## AUFGABE
Erkläre mithilfe des Textauszugs, warum nach Aussage des Redners immer noch rund 20 % Energieeinsparung fehlen würden, selbst wenn die privaten Haushalte gar keine Energie mehr verbrauchten.

## TEXTAUSZUG
§ §

Ein noch extremeres Bild ergibt sich beim Stromhandel mit Tschechien. Während des Moratoriums hat sich die Importquote tschechischer Kernenergie mehr als verdoppelt, und das trotz ergiebiger Windausbeute im Monat März.
Wer vor diesem Hintergrund tatsächlich glaubt, dass ein überhasteter Ausstieg wirklich zu mehr Sicherheit in Deutschland und in Europa führt, der macht sich und den Menschen in Deutschland etwas vor.
Mit Spannung wurde auch das sogenannte enkelsichere Energieszenario erwartet, das der Kollege Wenzel vor einigen Tagen vorgestellt hat: Die Grünen möchten bis zum Jahre 2017 das letzte niedersächsische Kernkraftwerk vom Netz nehmen, und
- einer applaudiert! - bis 2030 soll abgesehen von der Mobilität die Energieversorgung allein aus erneuerbaren Energien erfolgen.
Zunächst einmal begrüße ich es, dass sich die grüne Partei, die seit 1980 die Forderung nach dem Ausstieg aus der Kernenergie in ihrem Programm hat, nach 31 Jahren endlich auch einmal mit Zahlen an die Öffentlichkeit traut, wie die Energielücke geschlossen werden soll. Wenn man sich aber mit den Annahmen dieses Konzeptes ein bisschen intensiver beschäftigt, dann kann einem
um die eigenen Kinder und Enkel schon angst und bange werden. Die ehrgeizigen Ziele des GrünenPapiers wären erreichbar durch Energieeinsparung von sage und schreibe 50 %. Außerdem benötigt man für die Versorgung der Biogasanlagen mit Energiepflanzen mehr Fläche. Deshalb gilt: Weg mit der Vieh- und Schweinewirtschaft und her mit dem Energiemais! Dann isst der Verbraucher eben weniger Fleisch. So einfach ist das also.
(Stefan Wenzel [GRÜNE]: Sie haben das Konzept nicht gelesen; denn sonst würden Sie keine solche Rede halten!)
Weniger als 30 % des Energieverbrauchs in Deutschland entfallen auf private Haushalte. Selbst wenn ab morgen weder Licht noch Heizung benutzt werden, niemand mehr in diesem Lande mehr warm duscht und alle Tiefkühlgeräte sofort abgetaut und sämtliche Wäschetrockner, Fernseher und Föne verschrottet werden, fehlen immer noch rund 20 % Energieeinsparung.
Aber weil wir ja auch kein Fleisch mehr essen dürfen, weil die Fläche, auf der bis vor Kurzem noch Vieh gestanden hat, für Energiepflanzen genutzt wird, bleibt der Herd ja ohnehin kalt.
(Stefan Wenzel [GRÜNE]: Sie haben nichts gelesen, gar nichts! Das ist un- fassbar! - Unruhe - Glocke des Präsi- denten)
Die fehlenden 20 % muss dann die Industrie beisteuern. Als ob Unternehmen und Betriebe bei steigenden Energiepreisen nicht ohnehin schon ein Interesse daran haben, Energie einzusparen.

§ §

## DATEN

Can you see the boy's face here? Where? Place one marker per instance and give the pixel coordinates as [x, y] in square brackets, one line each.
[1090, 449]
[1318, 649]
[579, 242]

§ §

## FERTIGE LÖSUNG
Das Konzept der Grünen setzt laut Redner eine Energieeinsparung von 50 % voraus. Auf die privaten Haushalte entfallen aber weniger als 30 % des Energieverbrauchs in Deutschland. Selbst wenn dort weder Licht noch Heizung benutzt würden, niemand mehr warm duschte und alle Tiefkühlgeräte, Wäschetrockner, Fernseher und Föne wegfielen, bliebe deshalb eine Lücke von rund 20 %. Diese Lücke müsste nach Darstellung des Redners die Industrie schließen.